_WHAT YOU NEED TO DO_
- 1) In the passage on the Independent Payment Advisory Board below, list each distinct calendar date set as a deadline or effective date in the fast-track process.
- 2) According to the passage on the Independent Payment Advisory Board below, what Senate vote is needed to consider a bill that does not meet the IPAB targets?
- 3) From the passage on the Independent Payment Advisory Board below, set down the text starting with "Perhaps most important, the" and going on through "the following year...".

===== DOCUMENT PASSAGE =====

White House OMB Director Peter Orszag has a column in today’s NYT that illustrates part of why so many are so implacably opposed to Obamacare. A large part of the column deals with ways in which the law is supposed to save money. He admits, for example, that billions have been cut from Medicare payments to providers—and that this could make it harder to find a doctor. But let’s not get into that here.
The part of his column that I want to focus on—which should send a cold chill up all of our spines—mentions the quasi Star Chamber powers granted to the Independent Payment Advisory Board to control Medicare costs. From his column, “To Save Money, Save the Health Care Act:”
Perhaps most important, the legislation creates an Independent Payment Advisory Board, a panel of independent medical experts who will look for more ways to improve Medicare’s cost-effectiveness. Under the law, any policy that the board issues takes effect unless legislation to block it is passed by Congress and signed by the president. This way, inertia works in favor of cost containment rather than against it.
There’s a lot about the IPAB that Orszag doesn’t mention. For example, Congress MUST pass the recommendations or they become effective. He also doesn’t mention that even if the president vetoes the law so passed , the rules take effect anyway. From an explanation from the AMA:
Fast-track legislative process:
By Jan. 15 of each year, beginning in 2014, the IPAB must submit a proposal to Congress and the president for achieving Medicare savings targets in the following year...
The House and Senate Majority Leader or their designee must introduce the IPAB proposal the same day it is received (or on the first day the chamber is in session). If the proposal is not introduced within five days, any senator or representative can introduce it...
By April 1, the committees of jurisdiction are to complete their consideration of the proposal. Any committee that fails to meet that deadline will be discharged from further consideration.
Congress cannot consider any bill or amendment that does not meet the IPAB targets or that would repeal or change the fast-track congressional consideration process without a three-fifths vote (60) in the Senate. Non-germane amendments are not permitted.
The HHS secretary must implement the IPAB proposal on Aug. 15 of the year in which the proposal is submitted. Recommendations regarding the physician fee schedule would take effect on Jan. 1 the following year.
If Congress does not pass the proposal before Aug. 15, or if the president vetoes the proposal as passed by Congress, the original IPAB recommendations would take effect.
This is not what the Founding Fathers had in mind.

===== DATA UNDER STUDY =====

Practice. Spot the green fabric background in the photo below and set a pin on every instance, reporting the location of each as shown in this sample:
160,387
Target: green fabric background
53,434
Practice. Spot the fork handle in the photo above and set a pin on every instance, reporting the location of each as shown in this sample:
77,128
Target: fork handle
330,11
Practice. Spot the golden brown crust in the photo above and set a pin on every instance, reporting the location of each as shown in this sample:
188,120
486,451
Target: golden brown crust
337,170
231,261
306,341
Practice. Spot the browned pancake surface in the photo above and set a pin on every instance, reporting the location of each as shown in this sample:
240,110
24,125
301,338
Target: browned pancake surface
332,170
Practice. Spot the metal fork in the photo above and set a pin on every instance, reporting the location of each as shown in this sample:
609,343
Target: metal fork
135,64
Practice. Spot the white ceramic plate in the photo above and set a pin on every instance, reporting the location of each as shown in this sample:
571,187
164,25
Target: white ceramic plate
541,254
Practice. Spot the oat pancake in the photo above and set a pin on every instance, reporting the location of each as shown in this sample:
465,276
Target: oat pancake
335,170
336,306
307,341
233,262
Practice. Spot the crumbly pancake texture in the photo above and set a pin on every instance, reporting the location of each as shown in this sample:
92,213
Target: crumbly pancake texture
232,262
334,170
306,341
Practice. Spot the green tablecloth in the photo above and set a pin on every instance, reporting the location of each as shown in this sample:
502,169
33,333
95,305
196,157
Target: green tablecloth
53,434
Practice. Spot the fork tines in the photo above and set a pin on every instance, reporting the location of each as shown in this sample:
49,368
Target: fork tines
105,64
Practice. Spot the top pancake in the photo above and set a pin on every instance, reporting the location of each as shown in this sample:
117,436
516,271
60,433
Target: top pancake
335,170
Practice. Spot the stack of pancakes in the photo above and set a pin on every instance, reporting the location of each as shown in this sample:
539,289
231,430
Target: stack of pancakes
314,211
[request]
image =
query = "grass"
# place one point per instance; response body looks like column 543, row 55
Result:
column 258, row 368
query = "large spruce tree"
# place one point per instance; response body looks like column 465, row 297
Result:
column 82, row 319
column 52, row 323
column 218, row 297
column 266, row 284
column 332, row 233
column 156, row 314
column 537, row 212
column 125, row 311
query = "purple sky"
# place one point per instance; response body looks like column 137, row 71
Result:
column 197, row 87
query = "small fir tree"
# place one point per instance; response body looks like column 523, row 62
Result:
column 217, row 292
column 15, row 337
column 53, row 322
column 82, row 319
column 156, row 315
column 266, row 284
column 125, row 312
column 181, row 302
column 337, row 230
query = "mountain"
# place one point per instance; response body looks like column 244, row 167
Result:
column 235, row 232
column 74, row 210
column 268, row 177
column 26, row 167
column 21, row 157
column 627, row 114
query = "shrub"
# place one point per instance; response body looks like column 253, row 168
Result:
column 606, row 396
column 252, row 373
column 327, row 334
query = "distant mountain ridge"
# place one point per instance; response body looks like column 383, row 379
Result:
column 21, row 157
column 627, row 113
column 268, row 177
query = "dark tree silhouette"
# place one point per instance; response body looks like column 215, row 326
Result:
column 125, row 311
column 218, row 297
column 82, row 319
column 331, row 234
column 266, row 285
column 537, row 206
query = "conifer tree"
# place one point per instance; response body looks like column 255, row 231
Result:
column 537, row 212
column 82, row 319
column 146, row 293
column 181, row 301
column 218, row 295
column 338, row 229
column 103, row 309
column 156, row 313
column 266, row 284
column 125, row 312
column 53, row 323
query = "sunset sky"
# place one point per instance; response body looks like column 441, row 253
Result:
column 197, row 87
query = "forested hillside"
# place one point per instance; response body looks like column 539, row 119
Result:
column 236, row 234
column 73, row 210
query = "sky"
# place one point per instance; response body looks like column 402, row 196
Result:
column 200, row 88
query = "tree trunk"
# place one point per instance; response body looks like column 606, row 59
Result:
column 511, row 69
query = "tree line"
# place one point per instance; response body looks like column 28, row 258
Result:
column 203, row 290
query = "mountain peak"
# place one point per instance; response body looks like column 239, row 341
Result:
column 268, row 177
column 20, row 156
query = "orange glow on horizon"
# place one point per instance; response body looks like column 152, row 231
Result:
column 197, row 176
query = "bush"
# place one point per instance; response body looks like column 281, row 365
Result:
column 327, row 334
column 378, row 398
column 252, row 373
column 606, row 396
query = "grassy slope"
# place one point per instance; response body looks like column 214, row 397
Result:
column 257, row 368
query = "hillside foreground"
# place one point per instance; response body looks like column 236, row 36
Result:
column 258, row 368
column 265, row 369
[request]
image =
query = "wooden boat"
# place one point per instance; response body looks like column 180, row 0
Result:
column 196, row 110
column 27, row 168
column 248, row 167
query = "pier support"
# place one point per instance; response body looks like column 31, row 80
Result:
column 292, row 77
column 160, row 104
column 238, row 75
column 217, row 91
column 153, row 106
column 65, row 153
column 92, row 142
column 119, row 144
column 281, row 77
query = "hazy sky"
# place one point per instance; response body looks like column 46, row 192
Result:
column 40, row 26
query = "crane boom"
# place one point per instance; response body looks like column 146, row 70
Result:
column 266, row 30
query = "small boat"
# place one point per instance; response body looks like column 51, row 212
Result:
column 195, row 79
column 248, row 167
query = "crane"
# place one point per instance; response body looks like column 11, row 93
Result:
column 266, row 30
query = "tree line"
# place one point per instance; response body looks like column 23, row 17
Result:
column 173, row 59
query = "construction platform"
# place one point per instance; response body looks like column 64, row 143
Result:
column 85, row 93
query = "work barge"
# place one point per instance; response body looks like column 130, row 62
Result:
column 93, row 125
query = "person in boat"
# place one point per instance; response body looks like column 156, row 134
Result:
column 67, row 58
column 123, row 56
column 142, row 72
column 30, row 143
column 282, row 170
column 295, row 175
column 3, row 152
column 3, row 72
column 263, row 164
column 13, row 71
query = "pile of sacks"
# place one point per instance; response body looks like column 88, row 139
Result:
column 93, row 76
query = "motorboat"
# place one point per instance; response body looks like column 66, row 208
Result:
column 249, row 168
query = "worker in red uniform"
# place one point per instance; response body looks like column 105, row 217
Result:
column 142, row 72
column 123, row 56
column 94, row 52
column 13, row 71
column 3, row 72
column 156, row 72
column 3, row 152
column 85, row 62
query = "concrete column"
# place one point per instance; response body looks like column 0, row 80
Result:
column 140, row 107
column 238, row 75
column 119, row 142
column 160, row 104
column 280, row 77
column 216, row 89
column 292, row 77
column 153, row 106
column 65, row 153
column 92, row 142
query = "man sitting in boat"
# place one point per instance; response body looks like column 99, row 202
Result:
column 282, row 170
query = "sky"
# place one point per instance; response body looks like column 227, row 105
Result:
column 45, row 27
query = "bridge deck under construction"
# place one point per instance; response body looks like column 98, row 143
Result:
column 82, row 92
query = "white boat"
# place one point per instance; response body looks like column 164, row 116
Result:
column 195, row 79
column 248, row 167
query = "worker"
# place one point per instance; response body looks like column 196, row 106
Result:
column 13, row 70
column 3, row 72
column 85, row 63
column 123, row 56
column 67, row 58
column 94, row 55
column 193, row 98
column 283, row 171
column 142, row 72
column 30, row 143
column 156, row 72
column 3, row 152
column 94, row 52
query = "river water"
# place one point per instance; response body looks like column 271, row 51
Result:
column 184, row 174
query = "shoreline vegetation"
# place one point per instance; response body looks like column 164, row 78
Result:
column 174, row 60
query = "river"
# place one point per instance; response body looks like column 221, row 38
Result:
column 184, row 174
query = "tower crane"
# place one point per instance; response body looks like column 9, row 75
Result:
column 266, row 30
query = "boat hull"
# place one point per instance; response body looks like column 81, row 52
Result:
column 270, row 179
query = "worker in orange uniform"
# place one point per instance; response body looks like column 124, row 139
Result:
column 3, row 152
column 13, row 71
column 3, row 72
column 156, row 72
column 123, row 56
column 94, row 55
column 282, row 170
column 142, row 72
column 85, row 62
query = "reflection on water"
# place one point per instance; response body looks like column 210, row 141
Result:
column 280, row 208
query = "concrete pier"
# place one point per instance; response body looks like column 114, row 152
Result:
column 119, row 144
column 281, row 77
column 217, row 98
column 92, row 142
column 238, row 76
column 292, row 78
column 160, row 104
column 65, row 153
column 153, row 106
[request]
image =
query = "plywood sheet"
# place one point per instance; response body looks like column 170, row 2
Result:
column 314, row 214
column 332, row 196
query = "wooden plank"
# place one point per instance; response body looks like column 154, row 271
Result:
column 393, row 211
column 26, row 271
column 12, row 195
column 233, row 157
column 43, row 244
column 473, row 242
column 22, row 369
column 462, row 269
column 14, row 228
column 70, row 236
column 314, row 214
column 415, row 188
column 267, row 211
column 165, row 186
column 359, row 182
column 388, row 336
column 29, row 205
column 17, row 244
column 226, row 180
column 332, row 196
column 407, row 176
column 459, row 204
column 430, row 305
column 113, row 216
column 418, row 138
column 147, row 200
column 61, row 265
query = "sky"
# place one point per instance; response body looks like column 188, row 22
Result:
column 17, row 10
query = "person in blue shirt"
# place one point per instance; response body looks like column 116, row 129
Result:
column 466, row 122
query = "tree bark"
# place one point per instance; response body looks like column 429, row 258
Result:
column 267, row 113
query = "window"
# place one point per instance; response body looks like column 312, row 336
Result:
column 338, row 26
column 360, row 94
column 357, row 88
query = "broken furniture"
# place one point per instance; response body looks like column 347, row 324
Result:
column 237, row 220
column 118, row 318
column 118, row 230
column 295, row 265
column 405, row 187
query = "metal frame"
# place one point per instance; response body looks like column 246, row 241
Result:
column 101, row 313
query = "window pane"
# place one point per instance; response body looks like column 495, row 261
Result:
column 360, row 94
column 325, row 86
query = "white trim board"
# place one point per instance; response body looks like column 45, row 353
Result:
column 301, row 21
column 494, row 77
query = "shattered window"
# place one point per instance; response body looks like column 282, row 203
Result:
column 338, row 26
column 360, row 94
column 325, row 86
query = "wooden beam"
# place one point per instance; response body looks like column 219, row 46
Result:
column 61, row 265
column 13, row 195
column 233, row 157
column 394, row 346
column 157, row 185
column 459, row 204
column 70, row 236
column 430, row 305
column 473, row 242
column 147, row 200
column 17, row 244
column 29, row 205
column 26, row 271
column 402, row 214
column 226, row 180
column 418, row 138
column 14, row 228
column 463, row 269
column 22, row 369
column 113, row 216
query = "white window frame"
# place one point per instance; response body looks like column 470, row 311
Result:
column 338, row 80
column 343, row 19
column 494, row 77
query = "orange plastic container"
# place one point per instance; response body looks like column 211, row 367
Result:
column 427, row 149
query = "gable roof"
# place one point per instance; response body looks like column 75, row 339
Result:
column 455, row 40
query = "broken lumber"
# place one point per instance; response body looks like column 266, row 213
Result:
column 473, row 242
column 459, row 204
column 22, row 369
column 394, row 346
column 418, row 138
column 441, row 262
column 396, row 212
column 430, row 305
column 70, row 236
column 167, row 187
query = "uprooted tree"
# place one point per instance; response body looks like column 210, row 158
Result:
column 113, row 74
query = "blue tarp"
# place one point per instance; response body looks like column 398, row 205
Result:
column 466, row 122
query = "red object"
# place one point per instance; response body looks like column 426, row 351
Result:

=====

_PROBLEM SOLUTIONS_
- 1)
Jan. 15
April 1
Aug. 15
Jan. 1

- 2) A three-fifths vote (60) in the Senate.

- 3)
Perhaps most important, the legislation creates an Independent Payment Advisory Board, a panel of independent medical experts who will look for more ways to improve Medicare’s cost-effectiveness. Under the law, any policy that the board issues takes effect unless legislation to block it is passed by Congress and signed by the president. This way, inertia works in favor of cost containment rather than against it.
There’s a lot about the IPAB that Orszag doesn’t mention. For example, Congress MUST pass the recommendations or they become effective. He also doesn’t mention that even if the president vetoes the law so passed , the rules take effect anyway. From an explanation from the AMA:
Fast-track legislative process:
By Jan. 15 of each year, beginning in 2014, the IPAB must submit a proposal to Congress and the president for achieving Medicare savings targets in the following year...